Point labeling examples
━━━

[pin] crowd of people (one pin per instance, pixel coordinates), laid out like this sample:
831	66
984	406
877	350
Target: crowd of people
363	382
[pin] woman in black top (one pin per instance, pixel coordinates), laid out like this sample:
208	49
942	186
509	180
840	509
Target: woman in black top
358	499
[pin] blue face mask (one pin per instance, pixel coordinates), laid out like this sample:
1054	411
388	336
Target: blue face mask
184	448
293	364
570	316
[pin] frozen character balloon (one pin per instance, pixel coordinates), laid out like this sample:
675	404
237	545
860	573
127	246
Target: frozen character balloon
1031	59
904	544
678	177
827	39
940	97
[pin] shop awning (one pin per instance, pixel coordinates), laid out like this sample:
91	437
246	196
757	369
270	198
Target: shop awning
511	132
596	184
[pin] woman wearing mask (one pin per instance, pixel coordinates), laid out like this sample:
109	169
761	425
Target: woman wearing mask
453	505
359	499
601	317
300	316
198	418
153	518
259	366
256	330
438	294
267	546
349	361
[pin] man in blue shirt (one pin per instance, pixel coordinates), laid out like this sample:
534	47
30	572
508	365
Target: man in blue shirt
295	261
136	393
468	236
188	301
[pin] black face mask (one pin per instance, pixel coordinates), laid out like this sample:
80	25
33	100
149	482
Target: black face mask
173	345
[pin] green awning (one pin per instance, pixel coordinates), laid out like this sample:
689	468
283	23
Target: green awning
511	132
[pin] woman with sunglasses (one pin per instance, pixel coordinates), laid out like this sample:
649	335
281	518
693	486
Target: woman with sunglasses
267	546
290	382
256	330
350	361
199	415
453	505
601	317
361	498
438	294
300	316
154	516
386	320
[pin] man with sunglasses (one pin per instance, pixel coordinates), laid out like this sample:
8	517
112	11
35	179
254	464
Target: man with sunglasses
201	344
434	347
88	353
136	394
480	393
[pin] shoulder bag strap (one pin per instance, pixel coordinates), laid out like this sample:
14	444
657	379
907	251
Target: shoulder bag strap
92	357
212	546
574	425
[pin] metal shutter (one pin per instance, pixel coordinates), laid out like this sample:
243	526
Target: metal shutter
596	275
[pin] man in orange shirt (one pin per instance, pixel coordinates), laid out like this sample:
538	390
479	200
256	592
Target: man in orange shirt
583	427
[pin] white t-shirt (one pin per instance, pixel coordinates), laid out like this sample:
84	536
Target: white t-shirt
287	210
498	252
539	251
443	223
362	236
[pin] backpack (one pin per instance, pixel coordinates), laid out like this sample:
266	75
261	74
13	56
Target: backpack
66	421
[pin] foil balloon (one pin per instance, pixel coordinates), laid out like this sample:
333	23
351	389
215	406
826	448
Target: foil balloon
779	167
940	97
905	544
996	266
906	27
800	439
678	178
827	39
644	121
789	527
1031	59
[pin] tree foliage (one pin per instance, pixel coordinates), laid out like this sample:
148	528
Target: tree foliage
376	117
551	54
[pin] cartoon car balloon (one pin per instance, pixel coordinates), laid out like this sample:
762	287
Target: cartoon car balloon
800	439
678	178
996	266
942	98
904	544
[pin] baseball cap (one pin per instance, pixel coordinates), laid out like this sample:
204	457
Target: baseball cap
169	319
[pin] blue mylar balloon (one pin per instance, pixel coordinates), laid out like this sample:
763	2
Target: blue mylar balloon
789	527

━━━

* _The request_
Print the listing above in its entirety, with every line exact.

* _Completed task_
[pin] crowd of people (one pin per instance, pixel coordinates), laid out like this sample:
831	66
984	406
877	350
Target: crowd of people
363	382
[pin] woman in black top (one pin per instance, pixel coordinates), laid out like this sample:
208	49
942	186
509	180
840	509
Target: woman in black top
358	499
[pin] blue face mask (one pin per instance, pixel coordinates), laid out like this sample:
1054	411
388	336
Target: blue face mask
184	448
293	364
570	316
[pin] frozen character balloon (one pin per instance, pixel coordinates), laid out like this sample:
675	404
237	545
860	573
127	246
Target: frozen character balloon
1031	59
904	544
678	177
827	39
940	97
[pin] shop awning (one pin per instance, pixel coordinates), laid out like this sample:
91	437
246	196
757	369
270	198
Target: shop awning
511	132
596	184
[pin] woman wearing mask (one pin per instance, pixel coordinates), laid out like this sample:
109	169
761	425
Target: woman wearing mask
453	505
359	499
601	317
300	316
198	418
153	518
259	366
256	330
438	294
267	546
349	361
[pin] man in blue shirt (one pin per instance, pixel coordinates), laid out like this sample:
534	47
30	572
508	365
Target: man in blue shirt
295	261
136	393
468	236
188	301
[pin] black face mask (one pin per instance, pixel coordinates), laid out like this sample:
80	25
33	100
149	482
Target: black face mask
173	345
[pin] green awning (one pin per instance, pixel coordinates), laid out like this sample:
689	468
283	23
Target: green awning
511	132
[pin] woman with sunglasses (one pin per instance, pixel coordinates), laid out like this sample:
649	335
281	518
693	486
Target: woman with sunglasses
267	546
290	382
256	330
350	361
199	415
453	505
601	317
361	498
438	294
300	316
154	516
386	320
[pin] man with sunglasses (one pin per instance, pixel coordinates), laid out like this sample:
8	517
112	11
35	179
254	464
Target: man with sunglasses
201	344
434	347
88	353
136	394
480	393
[pin] shoulder bag strap (one pin per instance, pixel coordinates), laid out like this sample:
14	444
657	379
907	251
Target: shoulder bag strap
92	357
212	546
574	425
[pin] metal shutter (one pin per instance, pixel coordinates), laid out like this sample:
243	526
Target: metal shutter
596	275
[pin] man in orange shirt (one pin per instance, pixel coordinates), laid out like this sample:
538	390
479	200
256	592
Target: man in orange shirt
583	427
[pin] white t-shirt (one pin per instance, pixel coordinates), laid out like this sample:
84	536
Target: white t-shirt
287	210
498	252
539	251
443	223
362	236
[pin] backpack (one pin per instance, pixel coordinates), laid out like this sample:
266	75
261	74
13	56
Target: backpack
66	421
[pin] foil balloon (one pin per instance, pixel coordinates), laid out like this sample:
333	23
351	389
215	406
826	448
Target: foil balloon
779	167
940	97
905	544
996	266
906	27
800	439
678	178
827	39
644	121
789	527
1031	59
[pin] tree foliage (one pin per instance, pixel coordinates), laid out like this sample:
148	528
Target: tree foliage
376	117
551	54
[pin] cartoon car balloon (one pin per instance, pixel coordinates), laid out like this sample:
762	287
Target: cartoon car balloon
800	439
678	178
996	266
942	98
904	544
[pin] baseball cap (one pin per instance, pixel coordinates), laid out like this sample:
204	457
Target: baseball cap
169	319
[pin] blue mylar balloon (one pin per instance, pixel coordinates), laid out like this sample:
763	2
Target: blue mylar balloon
789	527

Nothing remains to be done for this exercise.